TASK SET =
a - Answer these questions using the text on Venezuelan oil production:
(i) By how much has oil production declined since its peak level in 1997?
(ii) Which oil production is the only one that has been able to increase?
(iii) With which center is Professor Francisco Monaldi associated?
b - Format the lines of the records from the line containing "target | young tree stem" up to and including the line containing "column 322, row 868" as a JSON list of strings. Use one string per line and leave out blank lines.

TEXT PROVIDED =
● ● ● ● ● ● ●

Since 2008, oil production has declined by more than 350,000 barrels per day, and more than 800,000 per day since its peak level in 1997. This has driven the collapse of net exports by over 1.1 million barrels per day since 1998. Meanwhile, to sustain refining of heavy oil, Venezuela has increasingly imported light oil to blend with heavy oil as well as for domestic consumption. Currently, only extra-heavy oil production in the Orinoco Oil Belt has been able to increase, while conventional oil production continues to rapidly decline. Despite significant proved conventional reserves, these still require more expensive enhanced recovery techniques and infrastructure investments — which are unavailable. But profit margins from exports of extra-heavy crude are much smaller due to the higher costs of blending, upgrading and transportation, and the heavy discounts in international refining markets. In summary, oil industry expert Professor Francisco Monaldi at the Center for Energy and the Environment at IESA in Venezuela concludes:

“…. oil production in Venezuela is comprised of increasingly heavier oil and thus less profitable, PDVSA’s operated production is falling more rapidly, and the production that generates cash-flow is almost half of the total production. These trends were problematic enough at peak oil prices, but with prices falling they become much more acute.”

The folly of endless growth

Unfortunately, much like his predecessors, Chavez didn’t appreciate the complexities, let alone the biophysical economics, of the oil industry. Rather, he saw it simplistically through the short-term lens of his own ideological socialist experiment.

● ● ● ● ● ● ●

(Recorded data)
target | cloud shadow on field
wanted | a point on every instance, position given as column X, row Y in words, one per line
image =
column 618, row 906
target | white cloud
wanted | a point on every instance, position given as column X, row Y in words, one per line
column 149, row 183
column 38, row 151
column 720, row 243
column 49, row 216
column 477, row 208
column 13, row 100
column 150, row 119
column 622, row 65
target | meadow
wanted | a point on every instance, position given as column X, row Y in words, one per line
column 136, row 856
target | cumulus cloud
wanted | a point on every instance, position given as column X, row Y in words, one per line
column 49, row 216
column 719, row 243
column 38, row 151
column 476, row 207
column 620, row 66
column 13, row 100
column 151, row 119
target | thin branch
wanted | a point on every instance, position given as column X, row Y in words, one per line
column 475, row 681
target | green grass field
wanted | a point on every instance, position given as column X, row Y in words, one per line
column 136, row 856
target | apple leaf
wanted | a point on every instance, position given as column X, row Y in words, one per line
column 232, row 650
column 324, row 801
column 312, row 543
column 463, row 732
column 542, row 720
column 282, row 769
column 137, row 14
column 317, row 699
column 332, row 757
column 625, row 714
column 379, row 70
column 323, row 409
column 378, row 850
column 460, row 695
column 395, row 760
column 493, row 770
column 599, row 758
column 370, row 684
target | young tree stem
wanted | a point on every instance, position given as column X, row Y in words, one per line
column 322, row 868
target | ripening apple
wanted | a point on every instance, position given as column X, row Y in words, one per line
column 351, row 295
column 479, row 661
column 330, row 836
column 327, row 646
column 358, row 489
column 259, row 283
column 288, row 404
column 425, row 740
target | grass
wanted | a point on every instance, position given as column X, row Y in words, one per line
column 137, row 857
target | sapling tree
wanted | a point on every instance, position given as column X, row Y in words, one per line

● ● ● ● ● ● ●

TASK RESPONSES =
a -
(i) By more than 800,000 barrels per day.
(ii) Extra-heavy oil production in the Orinoco Oil Belt.
(iii) The Center for Energy and the Environment at IESA in Venezuela.

b -
[
  "target | young tree stem",
  "wanted | a point on every instance, position given as column X, row Y in words, one per line",
  "column 322, row 868"
]